• _Exercise prompt_
The entries below are to be transcribed in full, without their images.

Dataset excerpts
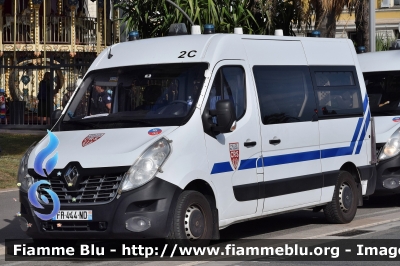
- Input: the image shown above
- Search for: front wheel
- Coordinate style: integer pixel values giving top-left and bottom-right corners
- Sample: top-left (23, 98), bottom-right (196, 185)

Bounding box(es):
top-left (324, 171), bottom-right (358, 224)
top-left (167, 191), bottom-right (213, 247)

• _Response to this task_
- Input: the image shown above
- Search for: front wheel
- Coordinate style: integer pixel values giving top-left and bottom-right corners
- Sample: top-left (23, 98), bottom-right (196, 185)

Bounding box(es):
top-left (324, 171), bottom-right (358, 224)
top-left (167, 191), bottom-right (213, 247)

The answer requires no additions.